→ EXERCISE PROMPT
All that is wanted is how many lines in the records below include the string "blue".

→ LISTED ENTRIES
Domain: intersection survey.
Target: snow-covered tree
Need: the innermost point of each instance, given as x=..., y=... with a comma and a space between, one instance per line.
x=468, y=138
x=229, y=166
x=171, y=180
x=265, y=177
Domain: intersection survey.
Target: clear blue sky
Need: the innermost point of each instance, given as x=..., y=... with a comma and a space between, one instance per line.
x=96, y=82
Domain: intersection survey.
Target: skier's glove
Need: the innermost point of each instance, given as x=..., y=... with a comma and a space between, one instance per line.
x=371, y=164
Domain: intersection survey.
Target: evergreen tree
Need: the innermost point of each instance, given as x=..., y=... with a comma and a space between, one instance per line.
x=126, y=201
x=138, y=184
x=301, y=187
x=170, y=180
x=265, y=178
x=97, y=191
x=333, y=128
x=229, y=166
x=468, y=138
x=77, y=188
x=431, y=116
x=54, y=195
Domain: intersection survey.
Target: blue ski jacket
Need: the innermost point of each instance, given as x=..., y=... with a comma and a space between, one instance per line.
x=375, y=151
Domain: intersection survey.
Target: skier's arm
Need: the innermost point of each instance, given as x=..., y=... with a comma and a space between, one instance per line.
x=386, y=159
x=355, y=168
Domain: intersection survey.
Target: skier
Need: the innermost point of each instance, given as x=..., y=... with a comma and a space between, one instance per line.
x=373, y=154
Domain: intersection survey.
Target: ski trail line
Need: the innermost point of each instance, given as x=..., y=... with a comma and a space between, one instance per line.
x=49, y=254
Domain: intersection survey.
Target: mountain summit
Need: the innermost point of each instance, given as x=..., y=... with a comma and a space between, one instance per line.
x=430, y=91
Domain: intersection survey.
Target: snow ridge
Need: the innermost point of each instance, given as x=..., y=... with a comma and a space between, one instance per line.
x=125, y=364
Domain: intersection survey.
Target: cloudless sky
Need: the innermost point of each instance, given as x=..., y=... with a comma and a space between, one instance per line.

→ RESPONSE BELOW
2